# Antec P380 pipe bending watercooling. Fine



## Ahn Dae Ho (Jun 28, 2015)

Hello, I am a Korea custom water cooling user.
This is my Antec P380 system.






This is Bending Tools.  Spring was put in the pipe. This is to prevent distortion during bending.





I received permission from my wife to work in the living room.














Banding is a very difficult task.
If you encounter errors ll be many more.





After we finished chrome-plated.













 
Thanks .


Component

ANTEC P380
5930K
ASUS R5E
DDR4 CUSTOM HEATSINK(RED)
GTX980 SLI
INTEL 730 480g
SILVERSTONE 1000W
XSPC 240 RAD
BLACK ICE 360 RAD
D5 PUMP
BITSPOWER SLI FITTING​


----------



## MT Alex (Jun 28, 2015)

Looks really good, great job!


----------



## Ferrum Master (Jun 28, 2015)

Marvelous. Splendid workmanship.


----------



## newtekie1 (Jun 28, 2015)

That is awesome looking!


----------



## adulaamin (Jun 28, 2015)




----------



## dorsetknob (Jun 28, 2015)

That's High Class Ghetto modding    10 out of  10 all classes + 20 bonus points


----------



## CAPSLOCKSTUCK (Jun 28, 2015)

Aim: Continue the forum thread above about the Antec P380 pipe-bending watercooling build from the point where it stops.

Provided information:
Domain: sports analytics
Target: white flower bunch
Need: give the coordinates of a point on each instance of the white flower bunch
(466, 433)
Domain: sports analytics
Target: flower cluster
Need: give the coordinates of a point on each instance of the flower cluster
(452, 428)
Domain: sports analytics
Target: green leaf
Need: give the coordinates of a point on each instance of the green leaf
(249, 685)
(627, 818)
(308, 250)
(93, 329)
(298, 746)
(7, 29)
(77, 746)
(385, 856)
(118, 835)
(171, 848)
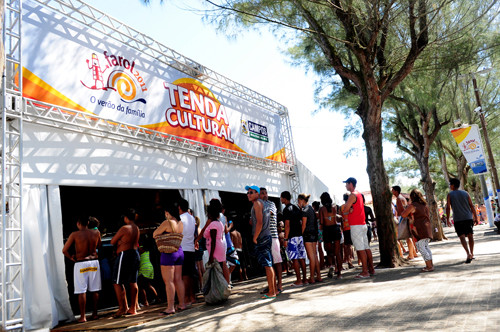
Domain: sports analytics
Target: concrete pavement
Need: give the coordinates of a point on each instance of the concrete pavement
(455, 297)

Answer to this problem:
You joined TPU to show us,

 welcome ..........i love you....


----------



## manofthem (Jun 28, 2015)

Very nice work, looks beautiful. 

Gotta say, it scares me seeing that pc up on that ledge like that


----------



## OneMoar (Jun 28, 2015)

nicely done


----------



## Nosada (Jun 28, 2015)

Pure, unadulterated, full-frontal Hardware (with a capital h) porn.

Like a exquisite car- or motorcycle-engine, covering up the beating heart of this beast seems like an insult to the beauty that is displayed for us here.

Truly looking forward to further projects.


----------



## IINexusII (Jun 28, 2015)

Very nice looking, well done!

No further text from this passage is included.